** begin Raw data **

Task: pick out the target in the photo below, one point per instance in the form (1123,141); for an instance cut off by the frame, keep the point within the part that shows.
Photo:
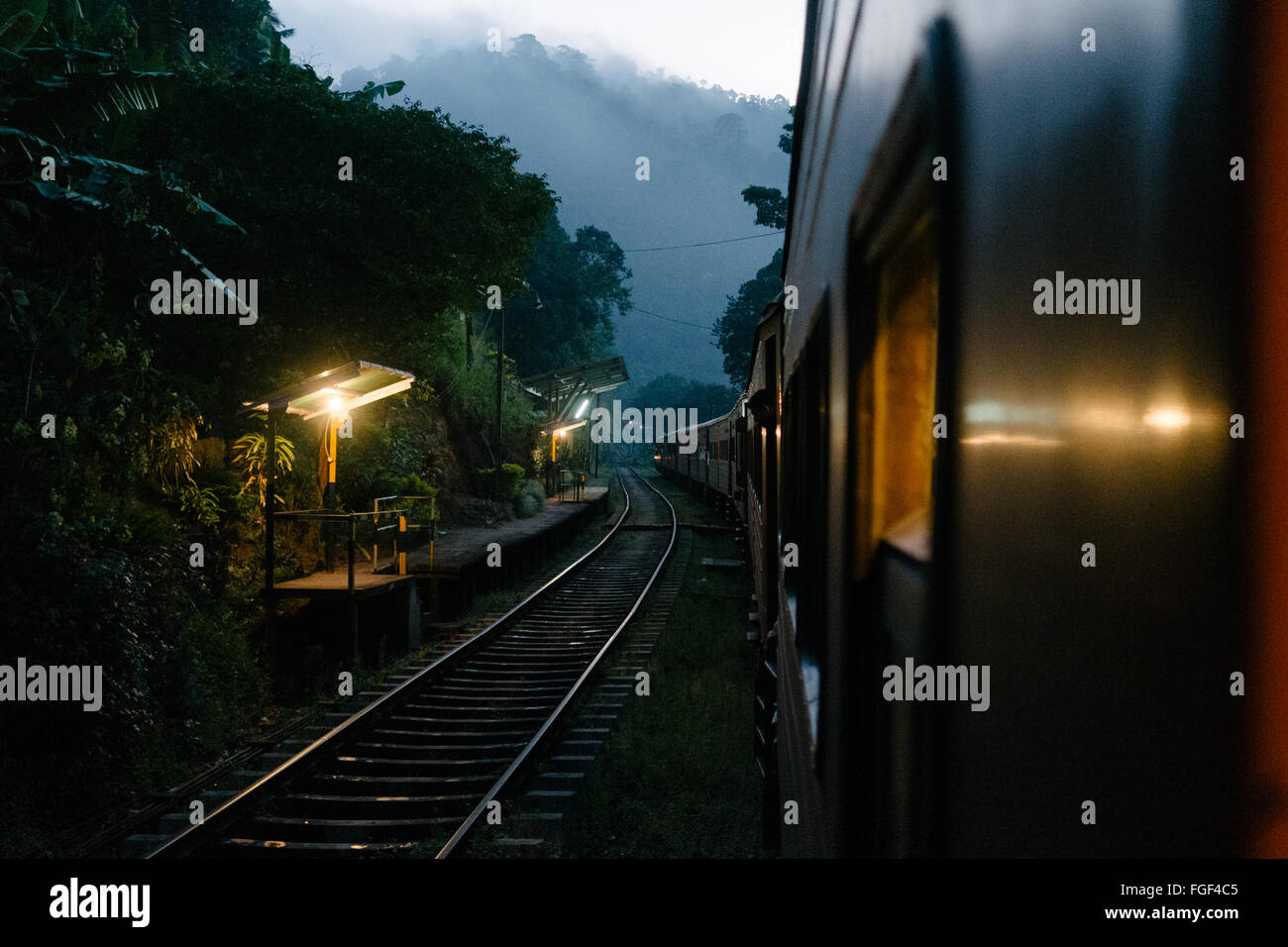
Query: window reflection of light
(1014,440)
(1167,418)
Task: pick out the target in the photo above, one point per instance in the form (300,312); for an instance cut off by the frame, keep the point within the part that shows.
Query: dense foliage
(133,146)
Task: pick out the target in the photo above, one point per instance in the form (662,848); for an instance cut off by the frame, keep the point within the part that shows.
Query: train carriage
(997,437)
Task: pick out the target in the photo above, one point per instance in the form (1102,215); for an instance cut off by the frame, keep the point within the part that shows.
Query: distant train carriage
(992,442)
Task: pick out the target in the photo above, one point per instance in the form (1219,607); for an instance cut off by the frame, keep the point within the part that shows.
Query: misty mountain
(584,124)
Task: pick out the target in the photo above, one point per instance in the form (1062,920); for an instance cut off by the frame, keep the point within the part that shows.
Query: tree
(576,286)
(734,331)
(771,202)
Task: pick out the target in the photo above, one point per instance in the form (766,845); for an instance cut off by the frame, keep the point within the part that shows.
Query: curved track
(423,763)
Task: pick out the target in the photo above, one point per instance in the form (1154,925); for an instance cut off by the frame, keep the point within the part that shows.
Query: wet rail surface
(423,764)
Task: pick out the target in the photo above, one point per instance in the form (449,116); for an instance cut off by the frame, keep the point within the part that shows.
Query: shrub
(511,475)
(531,499)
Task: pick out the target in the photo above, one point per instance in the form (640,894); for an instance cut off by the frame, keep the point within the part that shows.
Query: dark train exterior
(1074,483)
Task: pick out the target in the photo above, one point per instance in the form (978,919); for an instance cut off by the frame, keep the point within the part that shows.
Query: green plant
(531,499)
(200,502)
(249,453)
(511,475)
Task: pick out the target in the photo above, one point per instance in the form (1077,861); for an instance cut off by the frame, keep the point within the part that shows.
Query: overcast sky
(750,46)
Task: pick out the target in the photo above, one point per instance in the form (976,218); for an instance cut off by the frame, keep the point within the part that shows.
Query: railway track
(426,762)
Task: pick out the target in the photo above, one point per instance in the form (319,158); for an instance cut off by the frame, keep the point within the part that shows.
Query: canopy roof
(335,390)
(562,388)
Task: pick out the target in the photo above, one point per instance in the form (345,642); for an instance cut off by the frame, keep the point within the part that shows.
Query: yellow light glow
(1013,440)
(1167,418)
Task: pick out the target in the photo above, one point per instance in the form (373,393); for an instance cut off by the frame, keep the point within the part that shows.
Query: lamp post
(500,373)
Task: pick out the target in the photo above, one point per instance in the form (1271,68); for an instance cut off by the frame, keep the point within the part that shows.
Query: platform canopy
(565,389)
(335,390)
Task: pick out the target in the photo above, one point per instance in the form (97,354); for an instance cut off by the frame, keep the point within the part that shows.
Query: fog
(584,123)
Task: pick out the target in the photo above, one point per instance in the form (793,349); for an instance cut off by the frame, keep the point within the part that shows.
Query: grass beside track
(679,780)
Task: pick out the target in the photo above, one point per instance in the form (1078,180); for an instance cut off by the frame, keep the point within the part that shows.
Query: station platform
(458,569)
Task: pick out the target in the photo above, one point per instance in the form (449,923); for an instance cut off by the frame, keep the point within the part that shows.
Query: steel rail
(197,834)
(572,692)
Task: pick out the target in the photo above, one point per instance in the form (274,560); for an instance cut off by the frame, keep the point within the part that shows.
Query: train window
(894,325)
(805,517)
(903,393)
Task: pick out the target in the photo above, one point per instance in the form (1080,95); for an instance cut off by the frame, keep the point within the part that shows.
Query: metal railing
(330,519)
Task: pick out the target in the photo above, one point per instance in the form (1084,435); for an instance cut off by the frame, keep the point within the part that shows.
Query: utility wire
(669,318)
(709,243)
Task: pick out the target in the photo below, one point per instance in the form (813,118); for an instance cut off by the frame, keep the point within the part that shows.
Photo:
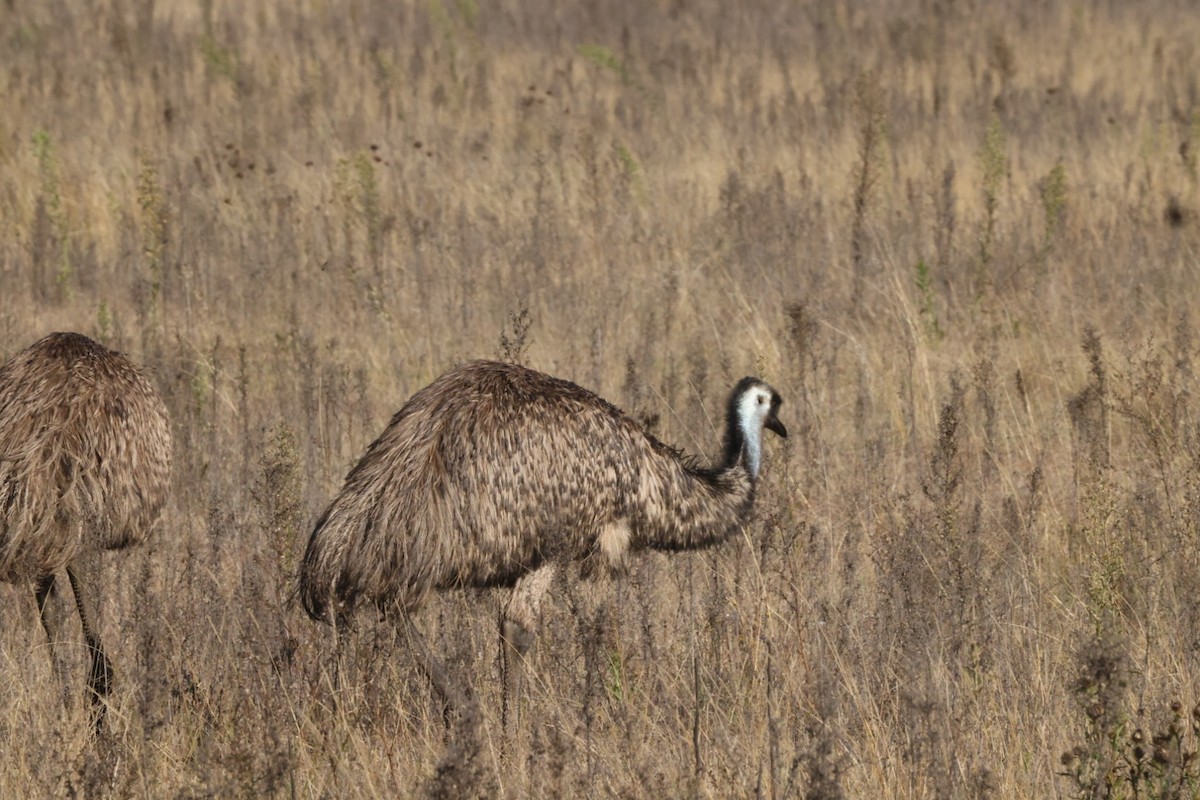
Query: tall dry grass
(959,238)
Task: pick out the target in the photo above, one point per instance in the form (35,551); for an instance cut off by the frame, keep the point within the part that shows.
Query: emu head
(754,405)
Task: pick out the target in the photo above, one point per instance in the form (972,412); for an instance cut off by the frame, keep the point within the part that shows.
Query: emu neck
(743,445)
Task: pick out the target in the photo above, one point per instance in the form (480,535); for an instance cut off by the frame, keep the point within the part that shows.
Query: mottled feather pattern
(84,455)
(493,470)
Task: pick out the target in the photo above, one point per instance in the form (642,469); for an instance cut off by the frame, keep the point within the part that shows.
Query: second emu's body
(496,475)
(84,467)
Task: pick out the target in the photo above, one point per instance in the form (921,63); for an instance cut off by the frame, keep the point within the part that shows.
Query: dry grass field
(959,236)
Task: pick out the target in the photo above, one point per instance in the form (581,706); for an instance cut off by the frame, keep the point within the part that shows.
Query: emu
(84,465)
(496,475)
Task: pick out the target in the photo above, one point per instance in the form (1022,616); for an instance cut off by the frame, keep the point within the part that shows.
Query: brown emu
(498,475)
(84,464)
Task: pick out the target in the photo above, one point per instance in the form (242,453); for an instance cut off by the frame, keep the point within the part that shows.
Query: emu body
(498,475)
(84,467)
(493,473)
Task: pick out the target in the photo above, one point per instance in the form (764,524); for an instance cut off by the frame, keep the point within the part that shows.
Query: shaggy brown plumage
(84,465)
(496,474)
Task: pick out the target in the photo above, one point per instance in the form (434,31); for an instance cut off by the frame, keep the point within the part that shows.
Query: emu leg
(100,680)
(519,629)
(49,607)
(461,771)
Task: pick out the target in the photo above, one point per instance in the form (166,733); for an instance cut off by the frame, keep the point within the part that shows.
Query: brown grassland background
(959,236)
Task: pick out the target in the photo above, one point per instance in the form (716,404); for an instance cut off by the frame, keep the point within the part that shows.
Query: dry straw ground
(960,238)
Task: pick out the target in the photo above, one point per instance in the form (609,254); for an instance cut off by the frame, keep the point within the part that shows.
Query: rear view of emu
(499,475)
(84,464)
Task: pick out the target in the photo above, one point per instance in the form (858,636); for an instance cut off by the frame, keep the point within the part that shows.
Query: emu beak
(775,426)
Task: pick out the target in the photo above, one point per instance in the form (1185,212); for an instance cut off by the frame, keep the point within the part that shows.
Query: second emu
(84,467)
(496,475)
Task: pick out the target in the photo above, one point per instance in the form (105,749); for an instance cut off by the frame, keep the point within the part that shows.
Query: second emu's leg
(100,680)
(49,607)
(519,629)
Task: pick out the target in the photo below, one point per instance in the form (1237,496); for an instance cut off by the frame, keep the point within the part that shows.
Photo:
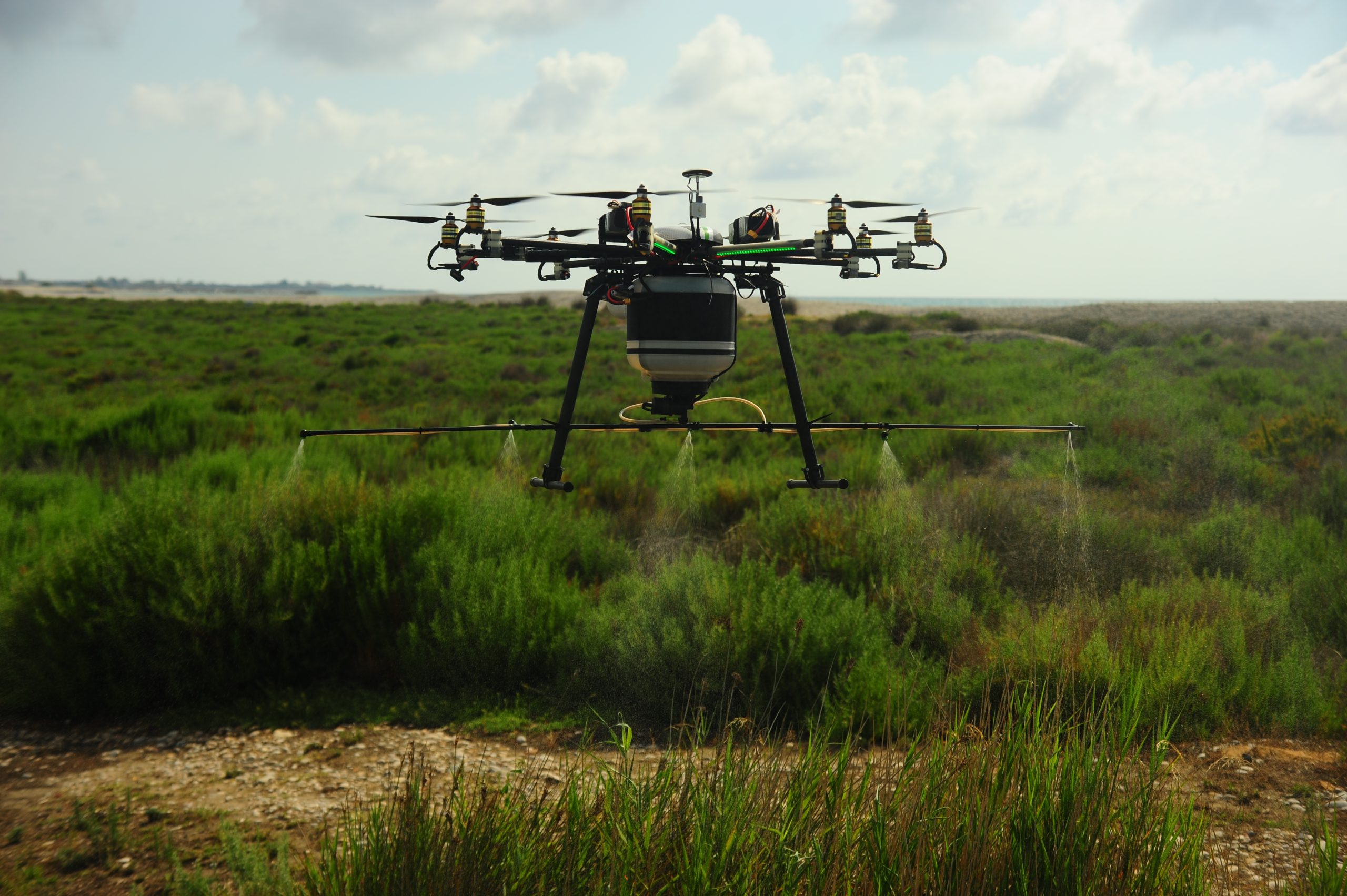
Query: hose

** end Raw data **

» **Exercise goal**: Would you mind returning each entry above word for word, skipping the images?

» **The result**:
Task: pick out the target in the photo below, one point per instance in the form (1123,141); for an instance cut off by the frame, keep the point within the part that shows.
Photo:
Query: window reflection of light
(1014,440)
(1167,418)
Task: pick out the target in the photo above, one point per instance in the form (300,312); for an instance cut off by the frame, keep the point within the part that shows.
Query: dense foliage
(133,146)
Task: pick out the target in the photo above, one point per instance in the form (662,848); for an instance cut off by the frame, keep the point within the part that shows.
Query: train carriage
(997,437)
Task: pick out the target in the photo above, one point per instance in the form (1102,215); for an instance cut off by the frame, keep the point within the part that shows.
Query: distant train carriage
(992,442)
Task: pick out the target in the photo above, one point per instance in the form (1219,607); for an instance cut off by the frame, keep the point within the part that shows.
Query: misty mountain
(584,124)
Task: pick out the target in the photo above, one point per instance in the form (1062,920); for an instance cut off by the frame, keep the point within the part that shows.
Query: tree
(576,286)
(734,331)
(771,202)
Task: pick out the target in the photo above, one point per instance in the form (766,845); for an instance cut off by the frame, keep the point within the part that shows.
Query: curved track
(423,763)
Task: pick out the target in the photo above, one point per instance in the form (1154,925); for an instance cut off by the frame, keep the point within the part that shows.
Query: wet rail surface
(423,764)
Task: pick out the target in the photo above, one point per instance in the form (449,116); for an instance cut off by the frame, keep the point within the part that shows.
Query: shrub
(511,475)
(531,499)
Task: pick out the target in the photo above, one point per instance in the form (640,894); for an instance cut off by the frame, keep the point within the part that shows.
Query: dark train exterior
(1074,483)
Task: pick out the target in the photo above, one point per instance in the form (978,919); for an instance cut off by the frame, keep the point within the part that shows.
Query: green plant
(531,499)
(200,502)
(249,453)
(511,475)
Task: pick out the target in the photo above, one point per instance in the form (1077,861); for an instance cut off by the frame, keep the point within the part that shows.
Query: overcast sky
(750,46)
Task: pick out the target in the photo above, one point per instance in the form (976,218); for an instance cut off by the frame, keep the point within the part that shows.
Query: railway track
(426,762)
Task: pick out the target in the photo above, one point per instance in the form (319,158); for an instance cut off by the frame, keep the point within the part that shows.
Query: canopy roof
(335,390)
(562,388)
Task: pick out the target in the photo above, one point per instance in the form (345,642); for an instance cut off by the frame, keep the point within the part that shows.
Query: yellow light glow
(1013,440)
(1167,418)
Task: pick out the target in the photo above, one point per instance in the form (373,393); for an instance cut off by the frame, keep the point within the part that shows.
Query: lamp post
(500,373)
Task: pick out the target in the photo above, one point per instance in the form (1271,68); for an instance cut off by the frame, keep the point within the part that shows.
Query: platform canopy
(565,389)
(335,390)
Task: pick out the target in the photo above, one point per instance in the form (97,354); for an instance cut off by the frame, keep the point within the part that shows.
Query: fog
(584,123)
Task: pick out the target in the photo above, one point per instance in the form (793,349); for an instance cut off by the frame, keep the point within the part that shows.
Query: grass beside track
(679,780)
Task: pick out the target in the photo above, one point per instance in the form (1078,180); for an instance cut off by the frame, keep the point within the part that shows.
Query: station platform
(458,569)
Task: pick out the target in the photo above, one point per instance in the form (449,923); for an instance cut off by the frame, keep the point within the part that shows.
Query: steel rail
(197,834)
(572,692)
Task: pick out the target in the photo above, one point per instance in the form (274,560); for an instance cut off by the frame, keep the point within the part that shows.
Query: train window
(894,325)
(805,517)
(903,393)
Task: pick out the target in the photo above, one point per instance in the form (1080,95); for an instance cut off by the frame, keep the point within the part that shows.
Query: metal railing
(330,519)
Task: pick out the target in the photo above, one point per instance in the form (1084,435); for an instance cut off by the frame, keep the point within the part that shows.
Query: utility wire
(669,318)
(709,243)
Task: pick out the target in the photo below, one point per instance in the form (813,118); for an instance cut off by the frame, keep the point within the part that shows.
Photo:
Query: tall dry grass
(959,238)
Task: pick out the target in the photo above, one point per instance in the form (35,551); for an instance cut off by the frame, keep the point within the part that shows.
Query: emu head
(754,405)
Task: pick out the target in the photo above, one point per instance in the form (972,412); for an instance cut off by the frame, keep the point within the part that shows.
Query: emu neck
(743,445)
Task: pick out the target in the photo above, one point per instance in the form (480,535); for an instance cut off by the frame, keep the point within the part that shows.
Query: mottled feather pattern
(84,455)
(493,470)
Task: pick out the target in the photo above, one point per instance in the form (642,469); for an instance cut off by the frame, keep the point within the part that shows.
Query: second emu's body
(496,475)
(84,467)
Task: pick out the target in the photo above, one point per instance in the form (921,63); for an instance cut off by the frame, keep the point within the part that shows.
Query: dry grass field
(959,236)
Task: pick out the target in the photo above, one point per instance in the form (581,706); for an instance cut off by the frame, keep the point within the part that shows.
Query: emu
(84,465)
(496,475)
Task: pick out the target in the photo above, one point per instance in the form (1022,616); for an instance cut off by the frame, keep the point within the part that shows.
Query: brown emu
(498,475)
(84,464)
Task: pick out the target in the photo above, one point per instance in the form (242,453); for an instance cut off by the frame, keep the point within the part that shows.
Query: emu body
(498,475)
(84,467)
(493,473)
Task: pick out the target in the photo above, one point per instance in the form (764,524); for an instance cut off by the frame, keep the point within the part that shows.
Query: shaggy brown plumage
(84,465)
(496,474)
Task: pick out the target in the photo above, one point per instance in the form (434,31); for an instance cut off by the frame, keep the point within the part that shows.
Query: emu leg
(100,680)
(519,629)
(49,607)
(461,771)
Task: pick out the target in the photo above, one point per instance in the form (166,733); for an instance cut off by the frame, keep the point within the part that shows.
Query: brown grassland background
(959,236)
Task: pick out the target in the photo above, one point per instance in the form (716,404); for an instance cut off by the frame, keep the point within the part that shows.
Query: dry straw ground
(960,238)
Task: pick out the target in the photo above, one point per instance in the form (609,254); for an instance cut off by the frame, keep the point within the part that shows.
Query: rear view of emu
(499,475)
(84,464)
Task: pick out the target in the photo above, one point per instance in the form (858,636); for an instance cut off by the frame, keep the point within the part that shows.
Query: emu beak
(775,426)
Task: pick out the target in the photo above, one point per instance in the form (1185,212); for an instance cut off by the frame, keep the point within the part that shows.
Query: second emu
(84,467)
(496,475)
Task: pick out the target in the photo above, one point per instance in the form (105,749); for an instance cut off by the frame, keep the point within the part that shows.
Query: second emu's leg
(100,680)
(49,607)
(519,629)
Task: pick out the target in the photo below, one point per instance in the form (1237,496); for an instance cut off by the frame, keep the point within the part that shows.
Photo:
Query: hose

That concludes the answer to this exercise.